--- ENTRIES SUPPLIED ---

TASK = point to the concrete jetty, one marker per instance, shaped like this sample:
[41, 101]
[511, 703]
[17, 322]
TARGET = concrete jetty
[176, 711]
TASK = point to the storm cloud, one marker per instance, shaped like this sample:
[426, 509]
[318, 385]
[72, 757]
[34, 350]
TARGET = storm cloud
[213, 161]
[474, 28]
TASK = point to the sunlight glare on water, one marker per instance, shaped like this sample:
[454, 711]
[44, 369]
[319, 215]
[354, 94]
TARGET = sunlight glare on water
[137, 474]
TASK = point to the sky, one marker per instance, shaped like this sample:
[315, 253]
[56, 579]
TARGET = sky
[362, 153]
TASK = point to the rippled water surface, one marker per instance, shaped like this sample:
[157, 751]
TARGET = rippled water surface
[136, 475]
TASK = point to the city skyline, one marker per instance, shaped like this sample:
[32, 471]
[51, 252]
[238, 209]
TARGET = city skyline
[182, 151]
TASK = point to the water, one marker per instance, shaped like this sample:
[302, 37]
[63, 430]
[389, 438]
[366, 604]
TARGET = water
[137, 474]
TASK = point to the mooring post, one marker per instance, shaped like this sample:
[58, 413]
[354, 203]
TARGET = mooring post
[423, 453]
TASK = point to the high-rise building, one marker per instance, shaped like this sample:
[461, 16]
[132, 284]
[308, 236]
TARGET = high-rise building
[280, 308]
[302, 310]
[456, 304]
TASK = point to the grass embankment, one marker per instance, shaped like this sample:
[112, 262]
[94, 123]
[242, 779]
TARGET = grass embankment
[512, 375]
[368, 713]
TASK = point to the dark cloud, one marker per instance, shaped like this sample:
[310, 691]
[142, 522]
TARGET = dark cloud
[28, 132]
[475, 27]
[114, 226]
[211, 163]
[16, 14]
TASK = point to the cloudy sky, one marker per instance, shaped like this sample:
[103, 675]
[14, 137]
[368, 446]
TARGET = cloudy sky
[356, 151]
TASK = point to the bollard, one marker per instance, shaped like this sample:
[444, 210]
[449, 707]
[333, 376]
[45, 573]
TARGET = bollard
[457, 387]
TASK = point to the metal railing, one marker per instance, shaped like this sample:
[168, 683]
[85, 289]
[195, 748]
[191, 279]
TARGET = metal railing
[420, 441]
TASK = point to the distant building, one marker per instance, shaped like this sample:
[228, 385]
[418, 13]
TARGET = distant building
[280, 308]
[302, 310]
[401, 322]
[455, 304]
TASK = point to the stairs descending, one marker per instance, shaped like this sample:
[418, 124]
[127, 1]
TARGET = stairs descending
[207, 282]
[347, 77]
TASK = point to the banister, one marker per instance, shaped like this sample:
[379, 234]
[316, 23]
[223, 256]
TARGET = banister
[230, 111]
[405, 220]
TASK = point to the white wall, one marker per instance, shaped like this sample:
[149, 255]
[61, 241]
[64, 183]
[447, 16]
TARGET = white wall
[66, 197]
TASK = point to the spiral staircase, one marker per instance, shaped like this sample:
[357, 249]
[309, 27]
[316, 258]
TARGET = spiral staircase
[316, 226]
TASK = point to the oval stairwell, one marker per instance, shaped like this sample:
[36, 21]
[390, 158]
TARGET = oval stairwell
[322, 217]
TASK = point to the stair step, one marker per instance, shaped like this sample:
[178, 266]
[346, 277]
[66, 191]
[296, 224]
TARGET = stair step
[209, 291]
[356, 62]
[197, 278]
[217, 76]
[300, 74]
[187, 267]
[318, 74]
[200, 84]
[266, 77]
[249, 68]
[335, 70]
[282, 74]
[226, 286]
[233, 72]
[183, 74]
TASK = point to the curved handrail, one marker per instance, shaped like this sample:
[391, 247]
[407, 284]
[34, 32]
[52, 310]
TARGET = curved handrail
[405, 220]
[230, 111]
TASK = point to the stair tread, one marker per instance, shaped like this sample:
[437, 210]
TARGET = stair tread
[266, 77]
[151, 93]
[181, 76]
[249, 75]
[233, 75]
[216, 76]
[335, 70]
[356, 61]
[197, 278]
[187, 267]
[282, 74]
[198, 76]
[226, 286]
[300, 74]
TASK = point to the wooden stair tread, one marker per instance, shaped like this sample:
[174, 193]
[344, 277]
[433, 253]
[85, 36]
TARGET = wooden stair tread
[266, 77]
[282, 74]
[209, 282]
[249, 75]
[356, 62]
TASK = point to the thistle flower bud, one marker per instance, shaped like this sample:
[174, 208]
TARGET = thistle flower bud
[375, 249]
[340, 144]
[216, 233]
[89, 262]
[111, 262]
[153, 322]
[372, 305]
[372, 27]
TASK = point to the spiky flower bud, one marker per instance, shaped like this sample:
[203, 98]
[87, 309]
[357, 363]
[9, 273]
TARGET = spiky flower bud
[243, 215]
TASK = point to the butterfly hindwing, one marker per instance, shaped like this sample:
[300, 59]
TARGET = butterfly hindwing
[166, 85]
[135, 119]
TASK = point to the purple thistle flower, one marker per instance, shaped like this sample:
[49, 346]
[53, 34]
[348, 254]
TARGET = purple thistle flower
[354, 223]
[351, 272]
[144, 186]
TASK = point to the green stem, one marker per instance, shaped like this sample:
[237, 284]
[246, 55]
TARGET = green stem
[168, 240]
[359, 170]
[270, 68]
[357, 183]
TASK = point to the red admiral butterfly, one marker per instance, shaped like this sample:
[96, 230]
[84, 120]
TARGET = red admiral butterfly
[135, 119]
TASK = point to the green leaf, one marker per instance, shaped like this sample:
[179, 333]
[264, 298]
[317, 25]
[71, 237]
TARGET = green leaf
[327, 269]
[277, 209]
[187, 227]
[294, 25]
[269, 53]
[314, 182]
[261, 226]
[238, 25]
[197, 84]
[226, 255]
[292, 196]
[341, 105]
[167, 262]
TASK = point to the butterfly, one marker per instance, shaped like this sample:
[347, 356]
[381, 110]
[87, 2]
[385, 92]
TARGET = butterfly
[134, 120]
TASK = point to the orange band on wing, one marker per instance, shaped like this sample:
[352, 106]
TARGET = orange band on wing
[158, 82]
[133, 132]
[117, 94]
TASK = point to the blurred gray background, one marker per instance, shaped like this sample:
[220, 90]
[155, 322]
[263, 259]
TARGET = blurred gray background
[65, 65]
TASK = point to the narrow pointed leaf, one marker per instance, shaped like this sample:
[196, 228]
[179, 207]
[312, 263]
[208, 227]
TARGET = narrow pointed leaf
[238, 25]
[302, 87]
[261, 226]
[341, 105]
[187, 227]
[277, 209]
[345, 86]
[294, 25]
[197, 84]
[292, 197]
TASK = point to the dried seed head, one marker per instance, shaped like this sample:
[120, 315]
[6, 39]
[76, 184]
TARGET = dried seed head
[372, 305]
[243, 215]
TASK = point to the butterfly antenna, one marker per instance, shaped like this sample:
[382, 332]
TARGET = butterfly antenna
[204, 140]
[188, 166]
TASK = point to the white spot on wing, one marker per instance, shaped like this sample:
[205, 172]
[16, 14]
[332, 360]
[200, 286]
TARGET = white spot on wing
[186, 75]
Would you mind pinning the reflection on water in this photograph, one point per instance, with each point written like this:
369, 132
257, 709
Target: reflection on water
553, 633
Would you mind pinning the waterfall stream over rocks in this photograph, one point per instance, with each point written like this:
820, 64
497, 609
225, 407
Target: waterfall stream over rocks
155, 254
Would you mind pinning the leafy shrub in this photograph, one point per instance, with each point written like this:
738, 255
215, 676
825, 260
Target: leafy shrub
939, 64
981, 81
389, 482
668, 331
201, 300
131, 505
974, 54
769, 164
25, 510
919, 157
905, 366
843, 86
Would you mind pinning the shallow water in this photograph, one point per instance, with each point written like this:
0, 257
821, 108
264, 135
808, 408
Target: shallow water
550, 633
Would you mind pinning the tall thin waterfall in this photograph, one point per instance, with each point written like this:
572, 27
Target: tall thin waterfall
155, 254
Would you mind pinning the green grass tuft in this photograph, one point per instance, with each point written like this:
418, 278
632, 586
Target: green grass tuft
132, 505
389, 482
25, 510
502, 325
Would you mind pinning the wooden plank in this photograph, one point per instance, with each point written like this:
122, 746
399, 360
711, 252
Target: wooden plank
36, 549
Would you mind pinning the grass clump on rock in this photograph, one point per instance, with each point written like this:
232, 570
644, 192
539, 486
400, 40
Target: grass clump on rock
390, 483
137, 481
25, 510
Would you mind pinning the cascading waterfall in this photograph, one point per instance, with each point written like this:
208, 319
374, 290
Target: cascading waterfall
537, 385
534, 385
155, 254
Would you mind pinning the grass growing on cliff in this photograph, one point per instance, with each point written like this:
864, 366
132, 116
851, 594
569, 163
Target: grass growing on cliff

---

■ DIRECTIONS ■
Could you report all lines of the listing that hold "growing"?

■ ANSWER TO THIS TASK ■
Would you mind pinning the grass growing on cliff in this photograph, one point per instance, with each point written like this:
Target: grass growing on cliff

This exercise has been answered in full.